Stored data
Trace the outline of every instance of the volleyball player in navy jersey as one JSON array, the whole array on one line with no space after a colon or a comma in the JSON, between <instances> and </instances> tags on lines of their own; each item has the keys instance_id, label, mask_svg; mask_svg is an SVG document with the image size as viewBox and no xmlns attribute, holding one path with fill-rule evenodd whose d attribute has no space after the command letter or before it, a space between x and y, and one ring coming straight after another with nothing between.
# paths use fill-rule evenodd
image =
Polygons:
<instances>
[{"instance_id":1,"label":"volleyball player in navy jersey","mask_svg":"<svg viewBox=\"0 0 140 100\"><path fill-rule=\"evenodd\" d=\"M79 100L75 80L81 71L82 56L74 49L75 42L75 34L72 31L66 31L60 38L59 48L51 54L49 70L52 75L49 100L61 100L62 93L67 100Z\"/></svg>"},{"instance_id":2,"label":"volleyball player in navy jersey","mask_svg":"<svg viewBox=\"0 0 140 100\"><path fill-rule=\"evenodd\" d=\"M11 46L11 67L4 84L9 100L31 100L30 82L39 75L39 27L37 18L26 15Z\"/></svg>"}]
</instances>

### PROBLEM
Copy out each line of the data exactly.

### TASK OUTPUT
Trace the outline of every instance of the volleyball player in navy jersey as one JSON array, the whole array on one line with no space after a colon or a comma in the JSON, between <instances> and </instances> tags on lines of their own; each item has the keys instance_id, label, mask_svg; mask_svg is an SVG document with the image size as viewBox and no xmlns attribute, holding one path with fill-rule evenodd whose d attribute has no space after the command letter or before it, a space between x and y, and one ring coming straight after another with nothing between.
# paths use fill-rule evenodd
image =
Polygons:
<instances>
[{"instance_id":1,"label":"volleyball player in navy jersey","mask_svg":"<svg viewBox=\"0 0 140 100\"><path fill-rule=\"evenodd\" d=\"M79 100L75 80L81 71L82 56L74 49L75 42L75 34L72 31L66 31L60 38L59 48L51 54L49 70L52 75L49 100L61 100L62 93L67 100Z\"/></svg>"},{"instance_id":2,"label":"volleyball player in navy jersey","mask_svg":"<svg viewBox=\"0 0 140 100\"><path fill-rule=\"evenodd\" d=\"M11 46L11 67L4 84L9 100L31 100L30 82L39 75L39 27L37 18L26 15Z\"/></svg>"}]
</instances>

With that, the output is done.